Short exercise: Print the records below word for word, but leave out the pictures.

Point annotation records
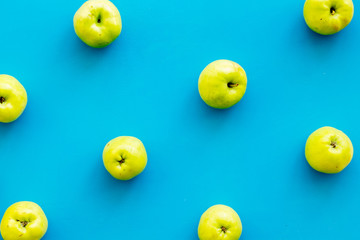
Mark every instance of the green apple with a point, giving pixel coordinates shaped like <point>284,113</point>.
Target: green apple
<point>13,98</point>
<point>219,222</point>
<point>327,17</point>
<point>97,23</point>
<point>222,84</point>
<point>23,221</point>
<point>328,150</point>
<point>124,157</point>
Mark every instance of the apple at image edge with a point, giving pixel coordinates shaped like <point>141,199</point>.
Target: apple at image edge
<point>328,150</point>
<point>23,221</point>
<point>219,222</point>
<point>328,17</point>
<point>97,23</point>
<point>13,98</point>
<point>222,84</point>
<point>124,157</point>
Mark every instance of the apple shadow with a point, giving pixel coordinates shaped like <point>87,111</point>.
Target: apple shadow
<point>198,112</point>
<point>77,55</point>
<point>312,43</point>
<point>321,181</point>
<point>110,189</point>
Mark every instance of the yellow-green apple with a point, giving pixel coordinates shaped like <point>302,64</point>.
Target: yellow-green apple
<point>23,221</point>
<point>124,157</point>
<point>97,23</point>
<point>220,222</point>
<point>222,84</point>
<point>327,17</point>
<point>13,98</point>
<point>328,150</point>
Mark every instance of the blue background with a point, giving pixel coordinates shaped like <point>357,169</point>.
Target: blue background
<point>250,157</point>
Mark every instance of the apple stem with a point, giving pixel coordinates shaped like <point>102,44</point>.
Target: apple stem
<point>232,85</point>
<point>23,223</point>
<point>332,11</point>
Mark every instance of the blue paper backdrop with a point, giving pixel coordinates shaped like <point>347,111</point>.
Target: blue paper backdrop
<point>250,157</point>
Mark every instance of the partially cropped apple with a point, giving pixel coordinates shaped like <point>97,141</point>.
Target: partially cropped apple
<point>220,222</point>
<point>13,98</point>
<point>97,23</point>
<point>328,150</point>
<point>124,157</point>
<point>327,17</point>
<point>23,221</point>
<point>222,84</point>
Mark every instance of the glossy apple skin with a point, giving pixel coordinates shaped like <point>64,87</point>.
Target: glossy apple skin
<point>328,150</point>
<point>220,222</point>
<point>222,84</point>
<point>327,17</point>
<point>23,221</point>
<point>13,98</point>
<point>97,23</point>
<point>124,157</point>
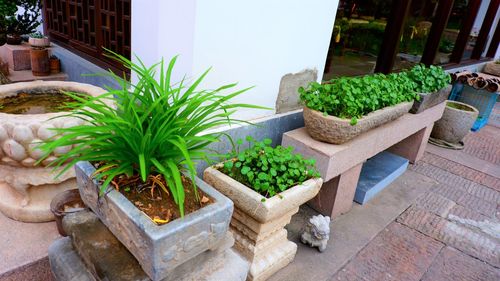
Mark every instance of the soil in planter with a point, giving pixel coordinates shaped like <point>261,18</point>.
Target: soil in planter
<point>36,103</point>
<point>459,106</point>
<point>155,203</point>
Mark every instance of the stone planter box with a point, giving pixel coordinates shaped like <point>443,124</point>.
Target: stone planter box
<point>158,249</point>
<point>258,226</point>
<point>455,123</point>
<point>336,130</point>
<point>428,100</point>
<point>26,189</point>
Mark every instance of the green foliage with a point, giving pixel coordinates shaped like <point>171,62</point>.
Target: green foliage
<point>428,79</point>
<point>151,126</point>
<point>268,170</point>
<point>353,97</point>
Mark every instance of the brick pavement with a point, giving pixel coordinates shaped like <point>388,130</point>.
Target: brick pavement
<point>451,232</point>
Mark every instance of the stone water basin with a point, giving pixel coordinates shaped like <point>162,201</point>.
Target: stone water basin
<point>27,112</point>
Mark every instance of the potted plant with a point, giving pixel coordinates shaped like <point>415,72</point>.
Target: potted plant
<point>37,39</point>
<point>40,65</point>
<point>135,164</point>
<point>18,24</point>
<point>341,109</point>
<point>267,186</point>
<point>432,85</point>
<point>456,122</point>
<point>55,64</point>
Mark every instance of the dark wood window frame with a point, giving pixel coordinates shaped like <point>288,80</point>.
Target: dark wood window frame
<point>86,27</point>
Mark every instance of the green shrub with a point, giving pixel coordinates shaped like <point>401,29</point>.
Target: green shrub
<point>155,128</point>
<point>428,79</point>
<point>353,97</point>
<point>268,170</point>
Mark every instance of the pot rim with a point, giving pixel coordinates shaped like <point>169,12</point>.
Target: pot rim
<point>157,231</point>
<point>364,117</point>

Response to the task:
Mark every instance of the green apple with a point, giving pixel coordinates shaped like <point>284,113</point>.
Target: green apple
<point>13,98</point>
<point>219,222</point>
<point>327,17</point>
<point>97,23</point>
<point>222,84</point>
<point>23,221</point>
<point>328,150</point>
<point>124,157</point>
Mark every instance of the apple at image edge with a point, giving pixel coordinates shaped like <point>141,199</point>.
Target: apple at image edge
<point>328,150</point>
<point>23,221</point>
<point>219,222</point>
<point>328,17</point>
<point>97,23</point>
<point>13,98</point>
<point>222,84</point>
<point>124,157</point>
Mark every instance of the apple shadow with a point, giving pixel coordinates shaped like <point>87,111</point>.
Target: apple shadow
<point>198,112</point>
<point>77,55</point>
<point>312,43</point>
<point>321,181</point>
<point>110,189</point>
Mark every instance of the yellow-green apple with a point, giving pixel coordinates shaped like <point>302,64</point>.
Target: yellow-green apple
<point>23,221</point>
<point>124,157</point>
<point>97,23</point>
<point>220,222</point>
<point>222,84</point>
<point>327,17</point>
<point>13,98</point>
<point>328,150</point>
Mark every instance of the blue background with a point, giving pixel coordinates shaped like <point>357,169</point>.
Target: blue background
<point>250,157</point>
Mark every instance of the apple stem with a point, giving pixel coordinates shaped like <point>102,44</point>.
Target: apple stem
<point>232,85</point>
<point>23,223</point>
<point>332,11</point>
Mark every instance of the blue paper backdrop with a point, giving pixel coordinates shaped like <point>347,111</point>.
Target: blue paper backdrop
<point>250,157</point>
Mark every instance of the partially cropped apple with a point, giving pixel coordinates shaped like <point>97,141</point>.
Target: partially cropped apple
<point>220,222</point>
<point>13,98</point>
<point>97,23</point>
<point>328,150</point>
<point>124,157</point>
<point>327,17</point>
<point>23,221</point>
<point>222,84</point>
Mark every instance of the glossy apple skin with a point, giving pixel coordinates shaped like <point>64,87</point>.
Target: glossy apple skin
<point>328,150</point>
<point>220,222</point>
<point>222,84</point>
<point>327,17</point>
<point>23,221</point>
<point>13,98</point>
<point>97,23</point>
<point>124,157</point>
Mark every instance of the soil in planter with a point, giving pixel coordinates shaped like <point>261,18</point>.
Target: soil in planter
<point>36,103</point>
<point>459,106</point>
<point>155,203</point>
Mark every instance of the stone planter box with a point, giving pixel coordinates shaped like <point>443,124</point>.
Target: stone planter box
<point>158,249</point>
<point>258,226</point>
<point>455,123</point>
<point>336,130</point>
<point>428,100</point>
<point>26,189</point>
Mark every instance of the green foliage with a point, giving pixel coordinates shaped like <point>171,62</point>.
Target: green foliage
<point>428,79</point>
<point>151,126</point>
<point>268,170</point>
<point>353,97</point>
Mark every instance of the brick pavement with a point, giving pixel coordinates shaped like <point>388,130</point>.
Target: brick pavement
<point>451,232</point>
Mark every instance of the stone water basin with a point, giving pixel coordinates shaped like <point>162,201</point>.
Target: stone water basin
<point>27,112</point>
Mark every instance of the potted plant with a point, giving pixel coordinates shaped like <point>415,72</point>.
Target: potted plant
<point>37,39</point>
<point>40,65</point>
<point>135,164</point>
<point>18,24</point>
<point>341,109</point>
<point>267,186</point>
<point>432,85</point>
<point>456,122</point>
<point>55,64</point>
Mark every instance of the dark wood window frame with a point, giving pixel coordinates shaped like <point>288,80</point>.
Target: dark wood window frame
<point>86,27</point>
Mark every instance of the green shrub with a point, giving pixel coordinates shaped like <point>401,29</point>.
Target: green shrub
<point>155,128</point>
<point>428,79</point>
<point>353,97</point>
<point>268,170</point>
Mark every instance of the pot rim with a point, giving pixel coordinates shaped like <point>169,12</point>.
Target: pot rim
<point>157,231</point>
<point>364,117</point>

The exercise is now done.